(Material provided):
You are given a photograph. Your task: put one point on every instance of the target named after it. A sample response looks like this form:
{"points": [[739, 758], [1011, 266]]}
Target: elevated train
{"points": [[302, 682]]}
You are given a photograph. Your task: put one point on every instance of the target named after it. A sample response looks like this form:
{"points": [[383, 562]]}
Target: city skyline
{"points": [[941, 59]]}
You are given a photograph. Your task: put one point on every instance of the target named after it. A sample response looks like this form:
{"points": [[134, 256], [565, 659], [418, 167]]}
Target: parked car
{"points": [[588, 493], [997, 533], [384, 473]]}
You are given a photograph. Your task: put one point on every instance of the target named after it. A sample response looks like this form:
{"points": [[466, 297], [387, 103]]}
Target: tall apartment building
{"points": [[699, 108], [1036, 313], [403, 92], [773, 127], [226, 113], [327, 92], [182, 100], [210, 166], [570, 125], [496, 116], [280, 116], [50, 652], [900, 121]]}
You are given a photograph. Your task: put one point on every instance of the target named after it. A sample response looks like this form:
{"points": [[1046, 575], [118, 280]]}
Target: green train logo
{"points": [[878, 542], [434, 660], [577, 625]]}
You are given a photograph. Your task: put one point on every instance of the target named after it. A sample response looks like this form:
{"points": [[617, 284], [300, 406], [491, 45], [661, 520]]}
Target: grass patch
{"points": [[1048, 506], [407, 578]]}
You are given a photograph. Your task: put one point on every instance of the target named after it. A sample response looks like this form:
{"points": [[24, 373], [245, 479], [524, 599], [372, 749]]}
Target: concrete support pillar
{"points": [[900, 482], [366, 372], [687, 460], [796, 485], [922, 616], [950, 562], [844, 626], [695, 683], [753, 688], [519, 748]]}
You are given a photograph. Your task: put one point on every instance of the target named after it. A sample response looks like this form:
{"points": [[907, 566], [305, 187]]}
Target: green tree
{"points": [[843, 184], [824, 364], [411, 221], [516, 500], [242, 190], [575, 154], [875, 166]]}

(Problem to work on):
Transcribe all entries exactly as they are given.

(Solution to this exercise):
You are given a photograph. Your task: put one point on every instance of the target named after it. A sample response looks like this form:
{"points": [[739, 758], [1011, 266]]}
Target: elevated train
{"points": [[302, 682]]}
You are given a photograph. Your task: put one point on every instance of the target named after it. A sample response looks like this form:
{"points": [[383, 562]]}
Target: city skyline
{"points": [[941, 59]]}
You are given a photograph. Your task: put one point on every instance of the target named after it. A sample response looks like this form:
{"points": [[134, 256], [565, 659], [418, 167]]}
Target: parked car
{"points": [[588, 493], [997, 533], [384, 473]]}
You are given a photograph. Your task: put one point on every instance of the target named after it. A sample response looks like this form:
{"points": [[466, 297], [387, 103]]}
Target: tall apartment building
{"points": [[699, 108], [1036, 313], [403, 92], [773, 127], [226, 113], [327, 92], [182, 100], [210, 166], [570, 125], [496, 116], [280, 116], [50, 652], [900, 121]]}
You are given a photograph. Your task: put one point on every instance of the target named after it. A sample response looks like this form:
{"points": [[1046, 575], [118, 280]]}
Target: green train logo
{"points": [[878, 542], [434, 660], [577, 625]]}
You are given a photograph. Your task: put one point on every instance of the target named after it. A sample response looks like this form:
{"points": [[617, 284], [300, 406], [491, 45], [661, 520]]}
Target: grass patch
{"points": [[1048, 506], [407, 578]]}
You are given a photograph. Your task: put one point on every instance of the target named after it. A sample response looks like this form:
{"points": [[24, 373], [245, 479], [524, 599], [372, 749]]}
Target: concrete support pillar
{"points": [[900, 482], [366, 372], [687, 460], [796, 485], [922, 616], [950, 562], [844, 626], [695, 683], [753, 688], [519, 748]]}
You are given a photograph. Your task: put one point on every instance of the target named after it. A sample response looks like this form:
{"points": [[907, 566], [305, 187]]}
Target: green tree
{"points": [[843, 184], [824, 364], [411, 221], [516, 500], [242, 190], [575, 154], [875, 166]]}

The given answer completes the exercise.